## [CONSIGNE]
Dans l'extrait ci-dessous consacré aux ouvrages de grammaire et aux dictionnaires, dans la lignée de quel auteur Alexandre fait-il l'éloge de la prééminence du français ?

======== EXTRAIT DU TEXTE

Pour reprendre le fil des idées développées en introduction à la présentation de cette tranche chronologique, nous remarquerons que les quatre essais généraux (ou à telles prétendues visées) qui voient le jour dans cette synchronie, constituent une sorte de synopsis des grandes tendances se partageant alors l'épistémé langagière, et façonnent la doxa grammaticale. Ce sont des principes issus de la logique, qui, dans la filiation des Idéologues, modèlent la rationalité de la langue à l'instar de celle de la mathématique (n° 447); le souvenir de Condillac est toujours présent, mais les formes et le champ d'application de cette Raison ne sont déjà plus identiques. Ce sont aussi, parfois, des principes de reconstruction d'une histoire ontologique du langage, par là même universelle et omnipotente, conférant à ce dernier les attributs d'une véritable cosmogonie. Certes, l'aspect socio-culturel n'est pas oublié. Dans la lignée de Rivarol, Alexandre fait l'éloge de la prééminence du français (n° 342). Toutefois quelques indices attestent l'insensible passage à une philologie naissante, telles les recherches de Raynouard, qui, à partir d'éléments réellement occurrents dans les textes, induit les origines et la constitution d'une langue roman encore quelque peu mythique (n° 252), puisque les principes de la mise en série, constitutifs de la rétrodiction structurale, ne peuvent être encore qu'intuitivement entrevus(10)
La production dictionnairique reste dans l'ensemble constante tout au long de la période; elle varie dans un rapport de 1 (1815-16-17) à 4 (1821, 1829), mais en corrélation avec la production grammaticale stricte(11); ce qui assure cet équilibre. La vogue de l'abrégé ou du dictionnaire portatif, signe des temps, ne cesse de s'accroître (n° 239, 253, 262, 274, 288, 305, 308, 465, 548), ce qui n'interdit pas d'affirmer, à l'occasion, des ambitions supérieures à celles du texte-source (n° 306, 344, etc.), sous un volume plus petit qui en facilite la diffusion, l'acquisition et la consultation. Le dictionnaire correctif, prenant définitivement la succession, plus exhaustive donc plus scientifique, des cacographies et des cacologies du siècle précédent, connaît la même faveur (n° 326, 327, 348, 360, 372, 467, 496). Parallèlement au travail précédemment cité de Raynouard, le souci de l'histoire se manifeste aussi dans une série de d'ouvrages qui exhibent, à l'usage des curieux, des formes passées de la langue (n° 289, 311, 349, 374, 468, 492, 549) avec le présupposé idéologique qu'elles serrent de plus près, avec l'origine, les formes pures d'une pensée que dégrade le temps.

================
======== JEU DE DONNÉES

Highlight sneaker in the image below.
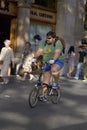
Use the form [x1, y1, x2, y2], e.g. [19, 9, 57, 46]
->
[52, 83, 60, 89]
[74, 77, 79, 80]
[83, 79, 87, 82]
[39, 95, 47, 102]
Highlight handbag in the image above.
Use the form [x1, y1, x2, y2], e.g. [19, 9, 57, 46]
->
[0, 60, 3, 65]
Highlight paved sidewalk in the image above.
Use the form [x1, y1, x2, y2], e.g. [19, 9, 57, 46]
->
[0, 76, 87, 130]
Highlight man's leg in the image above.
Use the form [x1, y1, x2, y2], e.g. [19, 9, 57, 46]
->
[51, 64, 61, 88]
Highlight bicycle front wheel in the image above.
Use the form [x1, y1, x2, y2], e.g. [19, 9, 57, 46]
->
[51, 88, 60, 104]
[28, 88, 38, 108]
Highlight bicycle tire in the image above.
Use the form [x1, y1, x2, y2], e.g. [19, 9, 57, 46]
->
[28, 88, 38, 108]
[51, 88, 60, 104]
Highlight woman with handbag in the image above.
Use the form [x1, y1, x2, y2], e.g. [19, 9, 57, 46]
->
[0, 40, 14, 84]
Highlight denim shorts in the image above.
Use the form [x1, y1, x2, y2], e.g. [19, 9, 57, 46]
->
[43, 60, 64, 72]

================
======== JEU DE DONNÉES

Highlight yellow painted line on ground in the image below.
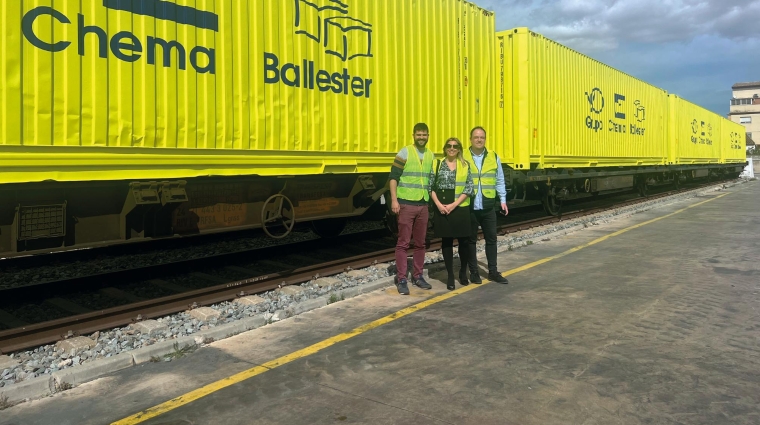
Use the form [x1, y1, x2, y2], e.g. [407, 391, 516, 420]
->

================

## [RÉPONSE ATTENDUE]
Dans la lignée de Rivarol.